▶ _LISTE DES DONNÉES_
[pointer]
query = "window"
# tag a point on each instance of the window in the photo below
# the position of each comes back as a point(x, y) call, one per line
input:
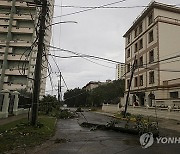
point(135, 82)
point(174, 94)
point(140, 44)
point(151, 38)
point(136, 47)
point(128, 39)
point(151, 56)
point(141, 61)
point(128, 83)
point(151, 77)
point(150, 19)
point(136, 64)
point(135, 32)
point(140, 28)
point(128, 68)
point(128, 53)
point(141, 80)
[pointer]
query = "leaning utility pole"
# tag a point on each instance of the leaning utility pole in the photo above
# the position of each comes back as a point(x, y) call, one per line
point(37, 76)
point(129, 86)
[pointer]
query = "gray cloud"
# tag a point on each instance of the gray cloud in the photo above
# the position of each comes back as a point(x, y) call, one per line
point(98, 32)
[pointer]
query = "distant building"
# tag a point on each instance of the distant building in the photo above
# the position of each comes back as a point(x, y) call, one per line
point(18, 49)
point(120, 71)
point(91, 85)
point(152, 39)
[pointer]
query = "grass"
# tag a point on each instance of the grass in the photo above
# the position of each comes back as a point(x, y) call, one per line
point(19, 134)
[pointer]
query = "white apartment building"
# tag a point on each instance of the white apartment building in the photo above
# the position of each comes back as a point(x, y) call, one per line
point(18, 49)
point(154, 39)
point(120, 71)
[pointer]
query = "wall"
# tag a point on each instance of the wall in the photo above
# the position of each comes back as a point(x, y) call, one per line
point(169, 45)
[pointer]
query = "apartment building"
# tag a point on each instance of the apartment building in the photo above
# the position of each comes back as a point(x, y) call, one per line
point(18, 44)
point(152, 43)
point(120, 71)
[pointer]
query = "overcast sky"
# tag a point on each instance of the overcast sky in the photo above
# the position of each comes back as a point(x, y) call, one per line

▶ _TRAVAIL À FAIRE_
Renvoie à l'identique toutes les lignes des entrées ci-dessus, en laissant les images de côté.

▶ _RÉSULTAT FINAL_
[pointer]
query = "window"
# tag a point on each instance of the window in the photo below
# the position of each comes back as a point(x, y) call, one per line
input:
point(135, 82)
point(174, 94)
point(140, 44)
point(151, 38)
point(136, 47)
point(128, 39)
point(151, 56)
point(141, 61)
point(128, 83)
point(151, 77)
point(150, 19)
point(136, 64)
point(135, 32)
point(140, 28)
point(128, 68)
point(128, 53)
point(141, 80)
[pointer]
query = "leaning utility pole"
# tag a point on each instance of the leaning utility pole in the photo above
# the position of each comes back as a point(x, y) call, one per line
point(37, 76)
point(129, 86)
[pointer]
query = "gray cloud"
# tag a point on each instance of the gray cloud in the photo above
# the position of each comes back as a point(x, y) call, one per line
point(98, 32)
[pointer]
query = "distant building"
# tag a point on each instance of the distant building in the photo above
# the position of each comes back as a point(x, y) call, one per line
point(18, 49)
point(120, 71)
point(91, 85)
point(152, 39)
[pointer]
query = "grass"
# tag a point on each instance of the grass in the photo above
# the position of each comes back as a point(x, y) call, one per line
point(19, 134)
[pointer]
query = "white apartment building"
# tag a point on each instance of the white apartment building in the photo above
# the position of each comes back as a point(x, y) call, one per line
point(18, 49)
point(154, 39)
point(120, 71)
[pointer]
query = "wall"
# tag a point on each instance of the wall in the photo above
# the position of each comes back as a point(x, y) call, one per line
point(169, 45)
[pointer]
query = "apartment building"
# tag a point on each instance of the apartment building in the photo above
# the position of each comes back as a point(x, y) call, one per line
point(18, 44)
point(152, 43)
point(120, 71)
[pointer]
query = "overcast sky"
# tag a point on each instance of the overcast sky in the photo above
# the position of each comes back as a point(x, y) call, one per line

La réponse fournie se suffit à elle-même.